** What needs to be done **
Copy out the data from its very start through the line containing "M0 15L285 15L285 0L0 0Z", keeping both ends and every line between them unchanged. Leave out the pictures.

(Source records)
★ ★ ★ ★
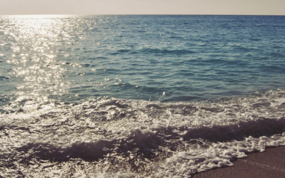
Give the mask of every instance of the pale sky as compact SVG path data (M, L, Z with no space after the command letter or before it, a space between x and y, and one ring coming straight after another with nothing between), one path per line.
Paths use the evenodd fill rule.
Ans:
M0 15L285 15L285 0L0 0Z

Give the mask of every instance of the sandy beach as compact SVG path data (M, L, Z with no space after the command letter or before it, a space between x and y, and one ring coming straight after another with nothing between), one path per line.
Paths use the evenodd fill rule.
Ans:
M194 178L219 177L284 177L285 147L267 148L264 152L254 152L239 159L232 167L214 169L194 174Z

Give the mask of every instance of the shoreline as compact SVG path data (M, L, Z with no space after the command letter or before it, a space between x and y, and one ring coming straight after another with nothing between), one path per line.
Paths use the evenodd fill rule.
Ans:
M285 174L285 146L268 147L234 161L234 166L216 168L191 175L193 178L283 177Z

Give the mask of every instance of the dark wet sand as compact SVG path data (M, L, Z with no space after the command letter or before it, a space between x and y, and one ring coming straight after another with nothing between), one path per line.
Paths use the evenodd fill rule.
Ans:
M266 148L264 152L247 155L234 162L234 166L197 173L194 178L282 178L285 177L285 147Z

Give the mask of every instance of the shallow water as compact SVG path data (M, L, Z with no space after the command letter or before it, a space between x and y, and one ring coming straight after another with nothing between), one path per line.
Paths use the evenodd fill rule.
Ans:
M284 22L1 16L0 175L188 177L285 145Z

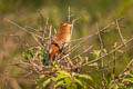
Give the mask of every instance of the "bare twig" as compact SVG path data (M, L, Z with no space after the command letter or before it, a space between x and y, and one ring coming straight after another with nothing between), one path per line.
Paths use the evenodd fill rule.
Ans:
M117 21L121 21L123 18L120 18L120 19L117 19ZM112 21L111 23L109 23L108 26L105 26L104 28L102 28L102 29L100 29L100 31L99 32L102 32L102 31L104 31L104 30L106 30L109 27L111 27L111 26L113 26L113 24L115 24L115 21ZM85 37L83 37L83 38L80 38L80 39L74 39L74 40L71 40L72 42L73 41L80 41L80 40L83 40L83 39L85 39L85 38L91 38L91 37L94 37L94 36L96 36L96 34L99 34L99 32L94 32L94 33L92 33L92 34L89 34L89 36L85 36Z
M23 30L23 31L25 31L25 32L28 32L28 33L30 33L30 34L34 34L35 37L38 37L38 38L41 38L41 39L42 39L42 37L41 37L41 36L35 34L35 33L33 33L33 32L31 32L31 31L27 30L25 28L23 28L23 27L19 26L17 22L11 21L11 20L9 20L9 19L4 19L4 20L6 20L6 21L8 21L9 23L12 23L12 24L17 26L18 28L20 28L21 30ZM47 38L45 38L45 39L47 39Z
M133 41L133 37L132 37L131 39L129 39L129 40L125 42L125 44L127 44L127 43L130 43L130 42L132 42L132 41ZM121 49L123 46L124 46L124 44L120 44L119 47L116 47L115 49L111 50L110 52L104 53L103 56L101 56L101 57L99 57L99 58L96 58L96 59L93 59L93 60L91 60L91 61L89 61L89 62L86 62L86 63L83 63L82 66L78 66L78 67L83 67L83 66L88 66L88 65L90 65L90 63L96 62L96 61L101 60L102 58L104 58L104 57L113 53L114 51Z
M124 40L124 38L123 38L123 36L122 36L122 32L121 32L121 29L120 29L120 26L119 26L117 20L116 20L116 29L119 30L119 34L120 34L120 38L121 38L123 44L125 44L125 40Z
M52 31L52 26L50 26L50 31L49 31L49 40L48 40L48 47L47 47L47 51L48 51L48 55L47 55L47 59L45 59L45 65L49 63L49 51L50 51L50 46L51 46L51 31Z
M98 23L96 23L96 29L98 29L98 32L99 32L98 36L99 36L99 40L100 40L100 49L101 49L100 56L103 56L103 49L104 49L104 47L103 47L103 40L102 40L101 32L100 32ZM102 66L102 68L104 67L104 60L103 60L103 58L101 59L101 66ZM104 87L104 89L106 89L105 72L104 72L104 70L102 70L102 78L103 78L103 87Z

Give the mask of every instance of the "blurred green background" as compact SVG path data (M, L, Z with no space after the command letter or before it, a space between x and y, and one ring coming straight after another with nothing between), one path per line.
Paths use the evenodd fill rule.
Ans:
M30 26L39 29L39 14L41 10L44 18L49 18L49 22L53 28L58 29L60 23L66 21L68 7L71 7L72 18L80 18L74 24L72 39L76 39L96 31L95 23L102 28L111 21L124 17L122 33L124 39L133 36L133 0L0 0L0 87L4 89L34 89L33 79L13 78L6 76L22 76L22 72L16 67L9 67L9 63L21 60L21 52L24 50L18 38L4 37L4 34L20 36L32 47L37 46L29 33L25 33L17 27L3 21L3 18L17 21L22 26ZM108 51L111 46L117 41L122 43L117 30L109 28L110 32L102 33L104 47ZM86 43L85 43L86 44ZM88 44L93 44L94 49L100 49L98 37L88 40ZM132 46L132 44L131 44ZM110 48L109 48L110 47ZM80 48L76 52L80 52ZM127 49L127 48L126 48ZM130 48L129 48L130 49ZM73 53L76 53L73 52ZM132 57L132 50L116 61L117 73L122 71L127 61ZM95 72L94 78L100 77L100 72ZM98 82L99 83L99 82Z

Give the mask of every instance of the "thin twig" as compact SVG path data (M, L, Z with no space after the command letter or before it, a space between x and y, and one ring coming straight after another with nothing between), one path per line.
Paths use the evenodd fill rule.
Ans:
M23 30L23 31L25 31L25 32L28 32L28 33L30 33L30 34L34 34L35 37L38 37L38 38L41 38L41 39L42 39L42 37L41 37L41 36L35 34L35 33L33 33L33 32L31 32L31 31L27 30L25 28L23 28L23 27L19 26L17 22L11 21L11 20L9 20L9 19L4 19L4 20L6 20L6 21L8 21L9 23L12 23L12 24L17 26L18 28L20 28L21 30ZM44 38L44 39L47 39L47 38Z
M98 32L99 32L100 29L99 29L98 23L96 23L96 29L98 29ZM101 32L99 32L98 36L99 36L100 49L101 49L100 56L103 56L104 46L103 46L103 40L102 40L102 37L101 37ZM102 68L104 67L104 60L103 60L103 58L101 59L101 66L102 66ZM106 89L105 72L104 72L104 70L102 70L102 78L103 78L103 87L104 87L104 89Z
M113 59L114 59L114 61L113 61L113 73L115 73L116 51L113 52Z
M117 19L117 21L121 21L122 19L123 19L123 18L120 18L120 19ZM109 24L105 26L104 28L100 29L99 32L102 32L102 31L106 30L106 29L108 29L109 27L111 27L112 24L115 24L115 21L112 21L111 23L109 23ZM73 42L73 41L83 40L83 39L85 39L85 38L91 38L91 37L94 37L94 36L96 36L96 34L99 34L99 32L94 32L94 33L92 33L92 34L89 34L89 36L85 36L85 37L82 37L82 38L79 38L79 39L74 39L74 40L71 40L71 41Z
M133 41L133 37L130 38L130 39L125 42L125 44L127 44L127 43L130 43L130 42L132 42L132 41ZM96 61L101 60L102 58L104 58L104 57L113 53L114 51L121 49L123 46L124 46L124 44L120 44L119 47L116 47L115 49L111 50L110 52L104 53L103 56L101 56L101 57L99 57L99 58L96 58L96 59L93 59L93 60L91 60L91 61L89 61L89 62L86 62L86 63L83 63L82 66L78 66L78 68L79 68L79 67L81 68L81 67L83 67L83 66L88 66L88 65L90 65L90 63L96 62Z
M49 31L49 40L48 40L48 47L47 47L48 55L47 55L44 65L49 63L49 52L50 52L50 46L51 46L51 31L52 31L52 26L50 26L50 31Z
M121 38L123 44L125 44L125 40L124 40L124 38L123 38L123 36L122 36L122 32L121 32L121 29L120 29L120 26L119 26L117 20L116 20L116 29L119 30L119 34L120 34L120 38Z

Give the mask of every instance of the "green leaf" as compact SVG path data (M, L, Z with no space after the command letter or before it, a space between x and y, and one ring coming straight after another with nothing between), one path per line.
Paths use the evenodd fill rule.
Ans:
M70 87L72 85L73 80L70 78L64 78L64 82L66 83L66 87Z
M79 77L79 78L84 78L86 80L93 80L89 75L80 75L80 73L72 72L72 76Z
M58 81L58 82L54 85L54 89L55 89L57 87L59 87L59 86L63 85L63 83L64 83L64 81L63 81L63 80Z
M133 78L125 78L122 80L122 82L132 82L133 83Z
M51 81L51 78L47 79L43 83L42 83L42 87L45 88L48 83L50 83Z

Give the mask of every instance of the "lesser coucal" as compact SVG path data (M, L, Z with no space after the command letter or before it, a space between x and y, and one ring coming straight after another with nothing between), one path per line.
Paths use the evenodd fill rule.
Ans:
M70 42L72 23L63 22L60 24L60 29L53 37L53 42L50 46L49 59L54 60L55 55L59 55L64 47Z

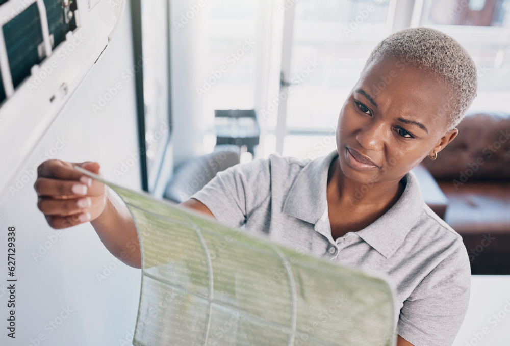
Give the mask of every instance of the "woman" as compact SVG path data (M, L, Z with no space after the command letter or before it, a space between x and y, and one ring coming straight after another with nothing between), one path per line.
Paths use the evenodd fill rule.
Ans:
M472 60L450 37L425 28L396 33L372 52L346 100L337 150L313 161L272 155L236 165L182 204L384 272L396 288L398 346L451 345L469 301L468 254L410 171L455 138L476 85ZM99 172L97 163L80 165ZM52 227L90 221L112 254L140 268L133 220L104 185L59 160L38 173L38 205Z

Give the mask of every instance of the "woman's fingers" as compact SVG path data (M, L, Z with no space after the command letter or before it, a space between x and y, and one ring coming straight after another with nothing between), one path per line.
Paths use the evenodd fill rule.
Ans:
M34 188L38 196L54 197L65 196L66 199L79 197L91 192L89 187L80 181L48 178L38 178L34 184Z
M92 206L93 198L84 196L71 199L55 199L41 196L37 201L37 207L46 215L68 216L86 211Z
M89 221L91 218L90 214L88 211L68 216L45 215L45 217L48 224L55 229L61 229L76 226Z

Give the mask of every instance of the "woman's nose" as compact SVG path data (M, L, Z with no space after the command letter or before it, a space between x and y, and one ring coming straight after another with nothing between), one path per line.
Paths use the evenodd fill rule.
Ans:
M368 124L358 132L356 139L365 149L380 151L384 146L384 126L381 122Z

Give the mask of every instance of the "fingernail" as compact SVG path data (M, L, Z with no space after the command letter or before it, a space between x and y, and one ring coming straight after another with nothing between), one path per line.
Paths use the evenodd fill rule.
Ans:
M79 199L76 204L80 208L86 208L92 205L92 201L90 200L90 197Z
M82 184L74 184L71 190L76 195L85 195L87 194L87 187Z
M85 222L90 220L90 213L88 211L83 214L80 214L78 217L78 221L80 222Z
M88 177L84 175L80 178L80 181L87 186L90 187L92 185L92 178L89 178Z

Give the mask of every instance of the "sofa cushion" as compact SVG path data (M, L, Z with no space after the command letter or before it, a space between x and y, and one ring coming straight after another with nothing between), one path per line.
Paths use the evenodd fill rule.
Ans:
M214 151L181 164L174 170L163 197L182 203L201 190L216 173L237 165L240 161L239 147L218 145Z
M510 114L466 115L455 138L423 164L436 178L468 180L510 179Z

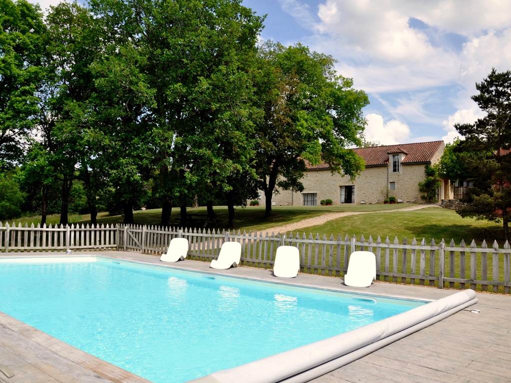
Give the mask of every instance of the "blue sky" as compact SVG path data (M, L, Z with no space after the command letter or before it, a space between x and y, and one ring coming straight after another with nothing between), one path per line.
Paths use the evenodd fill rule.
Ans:
M244 0L267 14L263 39L330 54L369 95L367 138L452 140L481 112L475 83L511 69L511 2Z
M31 0L43 9L61 0ZM331 55L369 95L368 139L452 141L482 115L470 99L492 67L511 69L509 0L243 0L261 38ZM83 2L80 0L80 2Z

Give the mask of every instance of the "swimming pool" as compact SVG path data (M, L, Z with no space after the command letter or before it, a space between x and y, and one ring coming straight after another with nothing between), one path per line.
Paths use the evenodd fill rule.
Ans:
M100 257L25 259L0 262L0 310L155 383L196 378L425 303Z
★ ★ ★ ★
** Written response **
Give the mask of every instance of the pale sky as compact SVG path data (M, L, Z with no space after the command letter or before it, a space between x and y, and one ring coming straight after another with nothing between), one path per line.
Paths use the evenodd fill rule.
Ans:
M0 15L285 15L285 0L0 0Z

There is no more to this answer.